Copy out, without any changes, the lines in the records below that start at the line containing "Locate every instance of the pig's hoof" and continue through the end of the records, with both ends included.

+++++

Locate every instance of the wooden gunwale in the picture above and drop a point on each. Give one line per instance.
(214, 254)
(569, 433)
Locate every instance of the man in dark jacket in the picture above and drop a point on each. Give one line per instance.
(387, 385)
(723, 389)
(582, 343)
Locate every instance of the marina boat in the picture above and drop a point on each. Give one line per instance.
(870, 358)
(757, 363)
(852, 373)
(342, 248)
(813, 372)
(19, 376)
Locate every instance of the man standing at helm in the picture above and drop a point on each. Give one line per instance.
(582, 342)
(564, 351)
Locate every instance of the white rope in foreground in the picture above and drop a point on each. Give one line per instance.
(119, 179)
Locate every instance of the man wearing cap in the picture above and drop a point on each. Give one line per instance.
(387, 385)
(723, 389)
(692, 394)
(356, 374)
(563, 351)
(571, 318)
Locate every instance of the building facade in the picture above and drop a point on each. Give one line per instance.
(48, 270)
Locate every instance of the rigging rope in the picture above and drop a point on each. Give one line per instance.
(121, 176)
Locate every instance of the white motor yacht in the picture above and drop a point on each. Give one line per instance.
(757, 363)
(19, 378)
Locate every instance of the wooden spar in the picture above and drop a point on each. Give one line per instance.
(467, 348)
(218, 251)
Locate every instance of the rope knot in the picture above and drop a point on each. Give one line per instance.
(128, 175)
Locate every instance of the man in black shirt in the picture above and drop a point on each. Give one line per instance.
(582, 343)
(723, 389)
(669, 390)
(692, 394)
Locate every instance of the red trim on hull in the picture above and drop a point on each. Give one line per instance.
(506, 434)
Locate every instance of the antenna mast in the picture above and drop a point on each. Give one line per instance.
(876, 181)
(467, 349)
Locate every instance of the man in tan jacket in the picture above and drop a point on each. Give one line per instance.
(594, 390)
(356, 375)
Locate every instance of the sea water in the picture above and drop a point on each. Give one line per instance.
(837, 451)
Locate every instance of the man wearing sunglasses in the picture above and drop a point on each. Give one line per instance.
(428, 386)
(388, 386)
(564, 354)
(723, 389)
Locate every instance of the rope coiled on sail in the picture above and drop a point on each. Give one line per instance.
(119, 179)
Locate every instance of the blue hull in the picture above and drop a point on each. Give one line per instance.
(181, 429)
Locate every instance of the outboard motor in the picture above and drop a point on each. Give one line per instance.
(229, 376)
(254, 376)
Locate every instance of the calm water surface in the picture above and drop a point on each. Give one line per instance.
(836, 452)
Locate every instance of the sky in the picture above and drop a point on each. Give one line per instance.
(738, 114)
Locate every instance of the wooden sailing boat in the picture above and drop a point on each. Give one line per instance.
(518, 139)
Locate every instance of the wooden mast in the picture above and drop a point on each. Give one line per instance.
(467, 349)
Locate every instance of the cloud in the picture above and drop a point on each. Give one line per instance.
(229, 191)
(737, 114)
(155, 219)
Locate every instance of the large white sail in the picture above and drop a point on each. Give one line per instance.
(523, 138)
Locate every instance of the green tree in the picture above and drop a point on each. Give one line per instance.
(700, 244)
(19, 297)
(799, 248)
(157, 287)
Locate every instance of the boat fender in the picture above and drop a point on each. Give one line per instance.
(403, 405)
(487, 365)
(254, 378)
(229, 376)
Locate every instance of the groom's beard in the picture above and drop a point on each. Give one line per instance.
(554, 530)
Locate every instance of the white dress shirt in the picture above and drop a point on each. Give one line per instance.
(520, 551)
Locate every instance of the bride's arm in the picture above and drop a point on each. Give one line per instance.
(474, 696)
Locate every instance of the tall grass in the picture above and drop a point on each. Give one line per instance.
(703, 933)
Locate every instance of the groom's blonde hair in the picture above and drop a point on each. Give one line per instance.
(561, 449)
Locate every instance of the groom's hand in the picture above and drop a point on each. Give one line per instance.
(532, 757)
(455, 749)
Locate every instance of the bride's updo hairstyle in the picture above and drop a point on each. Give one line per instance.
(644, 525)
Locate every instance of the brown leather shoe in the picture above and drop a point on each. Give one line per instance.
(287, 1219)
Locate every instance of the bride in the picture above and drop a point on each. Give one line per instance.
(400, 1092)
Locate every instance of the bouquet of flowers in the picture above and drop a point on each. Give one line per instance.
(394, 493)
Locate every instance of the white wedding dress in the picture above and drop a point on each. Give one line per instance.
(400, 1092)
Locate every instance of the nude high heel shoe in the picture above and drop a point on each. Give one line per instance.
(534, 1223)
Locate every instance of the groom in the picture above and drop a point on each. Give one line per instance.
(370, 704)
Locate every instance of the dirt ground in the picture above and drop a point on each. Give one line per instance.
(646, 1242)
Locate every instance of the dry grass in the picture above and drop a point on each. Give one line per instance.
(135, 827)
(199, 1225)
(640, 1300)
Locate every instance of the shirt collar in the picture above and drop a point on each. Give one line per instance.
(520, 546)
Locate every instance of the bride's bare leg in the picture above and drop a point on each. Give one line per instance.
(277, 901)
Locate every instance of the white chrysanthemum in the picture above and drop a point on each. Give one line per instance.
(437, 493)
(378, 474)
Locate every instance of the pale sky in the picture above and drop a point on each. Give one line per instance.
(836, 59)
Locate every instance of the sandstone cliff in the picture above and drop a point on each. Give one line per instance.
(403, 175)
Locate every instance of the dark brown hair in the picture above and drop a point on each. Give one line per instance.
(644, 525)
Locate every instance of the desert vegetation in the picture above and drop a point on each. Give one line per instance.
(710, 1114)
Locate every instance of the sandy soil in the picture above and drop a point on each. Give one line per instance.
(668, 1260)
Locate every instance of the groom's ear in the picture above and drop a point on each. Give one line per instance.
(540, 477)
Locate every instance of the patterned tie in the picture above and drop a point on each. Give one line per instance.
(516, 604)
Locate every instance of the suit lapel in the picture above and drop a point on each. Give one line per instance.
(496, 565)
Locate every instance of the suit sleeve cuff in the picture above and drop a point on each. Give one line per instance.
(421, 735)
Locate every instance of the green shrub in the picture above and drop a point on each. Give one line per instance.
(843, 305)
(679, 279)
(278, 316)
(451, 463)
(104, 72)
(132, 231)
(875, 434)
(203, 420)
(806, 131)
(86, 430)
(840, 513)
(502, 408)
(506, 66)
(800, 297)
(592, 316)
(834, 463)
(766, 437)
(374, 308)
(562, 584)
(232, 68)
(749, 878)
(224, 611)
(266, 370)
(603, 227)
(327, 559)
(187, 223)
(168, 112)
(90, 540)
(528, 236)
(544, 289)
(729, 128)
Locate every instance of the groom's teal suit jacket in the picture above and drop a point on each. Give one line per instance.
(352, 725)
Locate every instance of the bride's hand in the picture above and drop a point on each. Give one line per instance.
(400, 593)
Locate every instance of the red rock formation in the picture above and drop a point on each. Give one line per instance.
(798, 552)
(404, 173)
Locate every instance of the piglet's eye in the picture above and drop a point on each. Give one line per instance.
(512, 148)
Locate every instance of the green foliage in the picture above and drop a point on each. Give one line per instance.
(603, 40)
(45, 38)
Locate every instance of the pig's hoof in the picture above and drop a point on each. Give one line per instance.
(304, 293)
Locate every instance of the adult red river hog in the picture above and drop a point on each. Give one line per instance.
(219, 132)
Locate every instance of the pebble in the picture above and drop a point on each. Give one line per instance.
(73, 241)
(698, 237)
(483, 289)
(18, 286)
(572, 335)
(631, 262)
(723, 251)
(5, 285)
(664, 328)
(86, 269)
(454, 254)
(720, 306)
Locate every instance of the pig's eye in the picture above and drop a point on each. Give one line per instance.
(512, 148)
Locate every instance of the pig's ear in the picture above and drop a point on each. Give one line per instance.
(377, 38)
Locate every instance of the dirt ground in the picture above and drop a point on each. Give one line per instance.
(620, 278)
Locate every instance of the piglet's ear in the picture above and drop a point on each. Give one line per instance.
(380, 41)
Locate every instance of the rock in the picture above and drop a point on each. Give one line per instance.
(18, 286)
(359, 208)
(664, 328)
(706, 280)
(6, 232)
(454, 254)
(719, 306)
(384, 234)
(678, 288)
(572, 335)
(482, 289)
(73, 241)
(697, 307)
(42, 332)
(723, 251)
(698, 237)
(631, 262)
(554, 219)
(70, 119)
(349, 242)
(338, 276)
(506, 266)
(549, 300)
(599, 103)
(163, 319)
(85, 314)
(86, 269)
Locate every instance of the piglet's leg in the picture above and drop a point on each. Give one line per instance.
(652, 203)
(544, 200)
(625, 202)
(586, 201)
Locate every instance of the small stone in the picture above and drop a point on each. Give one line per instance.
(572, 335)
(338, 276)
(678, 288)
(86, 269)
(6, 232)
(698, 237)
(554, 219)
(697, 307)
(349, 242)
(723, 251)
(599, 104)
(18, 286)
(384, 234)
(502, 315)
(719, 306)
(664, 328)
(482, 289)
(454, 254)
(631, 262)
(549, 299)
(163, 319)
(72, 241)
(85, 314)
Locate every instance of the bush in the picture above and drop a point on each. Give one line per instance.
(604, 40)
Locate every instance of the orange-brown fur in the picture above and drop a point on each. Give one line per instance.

+++++

Correct result:
Locate every instance of the pig's hoof in the picture above and drop a point on each. Give one line per instance.
(304, 293)
Locate every instance of the adult red river hog in the picture above and drop a point on each. Give one line per instance.
(219, 132)
Locate every instance of the pebble in the picture above and drop a point on each. Give one line per instance.
(73, 241)
(698, 237)
(483, 289)
(18, 286)
(572, 335)
(631, 262)
(723, 251)
(5, 285)
(664, 328)
(86, 269)
(454, 254)
(720, 306)
Locate every instance of the pig's eye in the picture above and drop a point on each. Give one line per instance.
(512, 148)
Locate every instance of the pig's ear in the picture above and drop a point on each. Give one line per instance.
(377, 38)
Locate every instance of the dirt ground in the picture above and drop a point on each. Give one line per instance.
(620, 278)
Locate every instance of the piglet's ear in the picture above and drop a point on each. Give one line per instance.
(380, 41)
Locate every instance of the rock in the picture above and drop a point on each. Give one line per instance.
(18, 286)
(359, 208)
(664, 328)
(706, 280)
(6, 232)
(454, 254)
(719, 306)
(384, 234)
(678, 288)
(572, 335)
(482, 289)
(73, 241)
(697, 307)
(42, 332)
(723, 251)
(698, 237)
(631, 262)
(554, 219)
(70, 119)
(349, 242)
(338, 276)
(506, 266)
(549, 300)
(599, 103)
(163, 319)
(85, 314)
(86, 269)
Locate every instance of the piglet's leg in the picture above and drop a point on each. Give one line per instance.
(652, 203)
(544, 200)
(625, 202)
(586, 201)
Locate every instance of the small stone in the picture above and drop a point on each. Give one line per instance.
(572, 335)
(338, 276)
(678, 288)
(86, 269)
(6, 232)
(698, 237)
(554, 219)
(697, 307)
(349, 242)
(723, 251)
(599, 104)
(18, 286)
(384, 234)
(502, 315)
(719, 306)
(664, 328)
(482, 289)
(454, 254)
(631, 262)
(549, 299)
(163, 319)
(72, 241)
(85, 314)
Locate every instance of the bush in the picture above and drop a point on each. Give one line per instance.
(604, 40)
Locate every instance of the orange-brown fur in the picture above and drop a point on each. Give one line per instance.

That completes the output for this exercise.